== Segment start ==

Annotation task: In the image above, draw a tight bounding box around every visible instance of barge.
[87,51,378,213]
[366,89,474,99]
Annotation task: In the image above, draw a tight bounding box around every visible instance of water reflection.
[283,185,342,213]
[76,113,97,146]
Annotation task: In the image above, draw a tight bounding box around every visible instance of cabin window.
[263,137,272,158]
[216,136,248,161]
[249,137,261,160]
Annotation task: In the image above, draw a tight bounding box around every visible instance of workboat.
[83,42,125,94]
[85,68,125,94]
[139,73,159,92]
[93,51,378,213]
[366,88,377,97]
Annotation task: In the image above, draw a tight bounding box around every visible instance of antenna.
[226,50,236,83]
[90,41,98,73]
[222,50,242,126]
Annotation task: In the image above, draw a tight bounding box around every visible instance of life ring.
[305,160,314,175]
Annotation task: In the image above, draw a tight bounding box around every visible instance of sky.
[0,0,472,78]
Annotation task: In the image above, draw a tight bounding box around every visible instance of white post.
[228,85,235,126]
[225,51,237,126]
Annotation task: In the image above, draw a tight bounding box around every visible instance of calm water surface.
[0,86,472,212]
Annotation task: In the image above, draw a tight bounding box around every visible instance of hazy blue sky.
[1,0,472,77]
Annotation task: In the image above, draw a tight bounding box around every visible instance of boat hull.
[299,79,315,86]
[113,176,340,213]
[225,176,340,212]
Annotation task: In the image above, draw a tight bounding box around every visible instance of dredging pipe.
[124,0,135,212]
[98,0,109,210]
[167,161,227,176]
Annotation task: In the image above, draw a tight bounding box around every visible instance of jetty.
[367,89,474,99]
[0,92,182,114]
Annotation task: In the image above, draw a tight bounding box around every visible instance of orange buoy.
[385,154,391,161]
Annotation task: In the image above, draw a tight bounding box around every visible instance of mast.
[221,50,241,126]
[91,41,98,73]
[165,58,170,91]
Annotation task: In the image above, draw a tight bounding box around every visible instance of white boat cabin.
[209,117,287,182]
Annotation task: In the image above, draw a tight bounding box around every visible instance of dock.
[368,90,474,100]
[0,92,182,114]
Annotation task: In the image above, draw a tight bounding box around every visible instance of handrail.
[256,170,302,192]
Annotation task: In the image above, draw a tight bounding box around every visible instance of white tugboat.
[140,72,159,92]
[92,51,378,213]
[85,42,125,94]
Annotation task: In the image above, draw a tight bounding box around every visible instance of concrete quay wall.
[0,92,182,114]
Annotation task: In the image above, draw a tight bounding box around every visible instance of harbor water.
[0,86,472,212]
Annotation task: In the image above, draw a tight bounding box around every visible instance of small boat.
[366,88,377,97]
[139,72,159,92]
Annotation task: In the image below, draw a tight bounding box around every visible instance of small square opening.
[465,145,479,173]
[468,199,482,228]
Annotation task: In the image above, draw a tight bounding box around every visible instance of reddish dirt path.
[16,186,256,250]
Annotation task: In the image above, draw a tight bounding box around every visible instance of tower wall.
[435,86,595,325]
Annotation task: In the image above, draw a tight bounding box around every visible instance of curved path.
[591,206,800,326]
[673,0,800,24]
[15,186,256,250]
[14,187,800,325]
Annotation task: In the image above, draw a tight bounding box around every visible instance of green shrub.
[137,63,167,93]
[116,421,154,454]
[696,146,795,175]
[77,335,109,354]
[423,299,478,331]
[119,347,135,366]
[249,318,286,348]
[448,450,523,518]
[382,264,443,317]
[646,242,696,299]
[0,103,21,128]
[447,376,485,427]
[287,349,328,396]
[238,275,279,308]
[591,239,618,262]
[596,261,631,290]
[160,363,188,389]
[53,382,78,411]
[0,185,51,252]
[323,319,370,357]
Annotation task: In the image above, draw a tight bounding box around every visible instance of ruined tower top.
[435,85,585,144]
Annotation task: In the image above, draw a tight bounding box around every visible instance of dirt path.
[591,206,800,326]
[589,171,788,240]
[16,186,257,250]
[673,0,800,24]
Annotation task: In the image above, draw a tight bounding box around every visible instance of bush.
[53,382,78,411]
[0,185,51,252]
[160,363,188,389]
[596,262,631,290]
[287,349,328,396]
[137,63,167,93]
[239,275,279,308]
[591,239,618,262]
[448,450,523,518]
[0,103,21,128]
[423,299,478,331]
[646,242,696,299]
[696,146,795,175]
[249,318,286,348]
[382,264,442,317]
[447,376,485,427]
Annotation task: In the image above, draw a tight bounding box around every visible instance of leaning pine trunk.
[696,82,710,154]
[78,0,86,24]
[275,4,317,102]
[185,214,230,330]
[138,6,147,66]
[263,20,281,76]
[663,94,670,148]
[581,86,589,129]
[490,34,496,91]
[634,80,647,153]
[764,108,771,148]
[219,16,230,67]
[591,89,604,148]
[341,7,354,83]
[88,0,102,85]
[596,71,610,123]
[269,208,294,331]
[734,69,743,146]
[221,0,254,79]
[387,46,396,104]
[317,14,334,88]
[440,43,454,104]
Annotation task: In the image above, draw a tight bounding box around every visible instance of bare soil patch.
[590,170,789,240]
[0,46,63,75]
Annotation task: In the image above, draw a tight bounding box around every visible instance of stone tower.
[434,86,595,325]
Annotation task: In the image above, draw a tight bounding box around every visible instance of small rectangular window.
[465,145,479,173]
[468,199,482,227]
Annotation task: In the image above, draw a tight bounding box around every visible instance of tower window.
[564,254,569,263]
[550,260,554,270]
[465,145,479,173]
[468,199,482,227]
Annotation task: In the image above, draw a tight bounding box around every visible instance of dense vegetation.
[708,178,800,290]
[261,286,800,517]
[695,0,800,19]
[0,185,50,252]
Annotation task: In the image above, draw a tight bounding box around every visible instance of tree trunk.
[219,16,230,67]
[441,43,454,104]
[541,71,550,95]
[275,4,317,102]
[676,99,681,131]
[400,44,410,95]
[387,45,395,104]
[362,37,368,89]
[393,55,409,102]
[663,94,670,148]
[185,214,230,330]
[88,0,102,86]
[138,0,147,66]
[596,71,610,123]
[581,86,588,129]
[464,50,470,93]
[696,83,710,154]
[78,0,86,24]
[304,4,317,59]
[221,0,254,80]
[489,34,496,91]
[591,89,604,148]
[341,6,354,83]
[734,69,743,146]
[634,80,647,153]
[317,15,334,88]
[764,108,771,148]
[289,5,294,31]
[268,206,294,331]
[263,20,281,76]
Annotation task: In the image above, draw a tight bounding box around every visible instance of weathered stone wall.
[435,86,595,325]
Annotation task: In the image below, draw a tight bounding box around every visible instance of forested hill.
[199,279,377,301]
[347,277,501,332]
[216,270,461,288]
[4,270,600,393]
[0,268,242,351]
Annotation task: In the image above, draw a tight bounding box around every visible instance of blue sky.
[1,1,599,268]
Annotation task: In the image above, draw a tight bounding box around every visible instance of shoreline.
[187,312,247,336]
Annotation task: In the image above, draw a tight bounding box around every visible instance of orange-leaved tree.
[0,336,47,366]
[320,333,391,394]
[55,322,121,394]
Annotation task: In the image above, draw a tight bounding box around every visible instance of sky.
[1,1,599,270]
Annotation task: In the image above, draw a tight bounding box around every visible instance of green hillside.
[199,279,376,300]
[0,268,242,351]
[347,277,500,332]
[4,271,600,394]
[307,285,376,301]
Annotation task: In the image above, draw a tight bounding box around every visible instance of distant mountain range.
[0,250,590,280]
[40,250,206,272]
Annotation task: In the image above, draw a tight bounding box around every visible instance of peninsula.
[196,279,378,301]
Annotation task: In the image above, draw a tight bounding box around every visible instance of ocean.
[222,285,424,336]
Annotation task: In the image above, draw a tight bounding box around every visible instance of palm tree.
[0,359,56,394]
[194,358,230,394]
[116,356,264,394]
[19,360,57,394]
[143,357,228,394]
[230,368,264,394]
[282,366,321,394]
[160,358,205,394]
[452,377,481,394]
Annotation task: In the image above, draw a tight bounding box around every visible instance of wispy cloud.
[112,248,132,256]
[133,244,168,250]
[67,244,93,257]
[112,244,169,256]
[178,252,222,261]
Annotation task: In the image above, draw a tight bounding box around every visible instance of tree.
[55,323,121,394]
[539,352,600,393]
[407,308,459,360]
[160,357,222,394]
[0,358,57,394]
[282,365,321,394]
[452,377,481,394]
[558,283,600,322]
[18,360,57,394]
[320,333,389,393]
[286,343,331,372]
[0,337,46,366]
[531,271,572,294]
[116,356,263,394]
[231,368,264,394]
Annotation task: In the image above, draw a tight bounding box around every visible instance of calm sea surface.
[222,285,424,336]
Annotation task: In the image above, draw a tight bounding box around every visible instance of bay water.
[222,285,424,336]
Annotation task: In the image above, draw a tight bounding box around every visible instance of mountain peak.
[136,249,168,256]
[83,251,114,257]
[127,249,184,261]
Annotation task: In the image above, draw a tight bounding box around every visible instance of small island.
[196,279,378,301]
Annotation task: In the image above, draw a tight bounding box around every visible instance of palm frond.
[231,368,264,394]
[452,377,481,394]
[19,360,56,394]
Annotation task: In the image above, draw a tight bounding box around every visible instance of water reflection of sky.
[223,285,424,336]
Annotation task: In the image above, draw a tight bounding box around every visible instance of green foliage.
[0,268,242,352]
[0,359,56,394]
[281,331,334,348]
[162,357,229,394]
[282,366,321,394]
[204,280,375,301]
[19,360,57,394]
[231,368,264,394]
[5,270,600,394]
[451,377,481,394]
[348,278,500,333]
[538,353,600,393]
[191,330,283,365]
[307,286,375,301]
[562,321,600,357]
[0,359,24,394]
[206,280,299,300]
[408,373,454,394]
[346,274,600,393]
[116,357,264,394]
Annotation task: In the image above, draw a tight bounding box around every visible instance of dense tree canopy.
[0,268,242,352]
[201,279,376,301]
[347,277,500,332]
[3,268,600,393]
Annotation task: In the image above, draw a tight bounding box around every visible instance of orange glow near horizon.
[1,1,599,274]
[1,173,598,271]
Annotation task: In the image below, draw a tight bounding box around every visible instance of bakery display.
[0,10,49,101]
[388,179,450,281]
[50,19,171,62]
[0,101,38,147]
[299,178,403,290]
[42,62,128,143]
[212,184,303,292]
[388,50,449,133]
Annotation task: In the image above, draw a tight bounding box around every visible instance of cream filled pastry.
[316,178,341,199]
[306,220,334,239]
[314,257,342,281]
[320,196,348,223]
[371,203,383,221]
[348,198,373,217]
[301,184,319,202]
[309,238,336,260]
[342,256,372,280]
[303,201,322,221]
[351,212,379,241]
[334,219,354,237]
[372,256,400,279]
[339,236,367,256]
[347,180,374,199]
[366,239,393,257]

== Segment end ==

What you will do: Above are the records; copy exactly the lines from the one with "of bakery display." through the final line.

Response:
Annotation task: In the image below, draw a tight bounding box around every visible instance of bakery display.
[0,10,49,101]
[388,179,450,281]
[50,19,171,62]
[0,101,38,147]
[299,178,403,290]
[42,62,128,143]
[212,184,303,292]
[388,50,449,133]
Annotation task: In the image above, draw a tight bounding box around every visible instance of cream filled pastry.
[316,178,341,199]
[306,220,334,239]
[314,257,342,281]
[320,196,348,223]
[371,203,383,221]
[348,198,373,217]
[301,184,319,202]
[309,238,336,260]
[342,256,372,280]
[303,201,322,221]
[351,212,379,241]
[334,219,354,237]
[372,256,400,279]
[339,236,367,256]
[347,180,374,199]
[366,239,393,257]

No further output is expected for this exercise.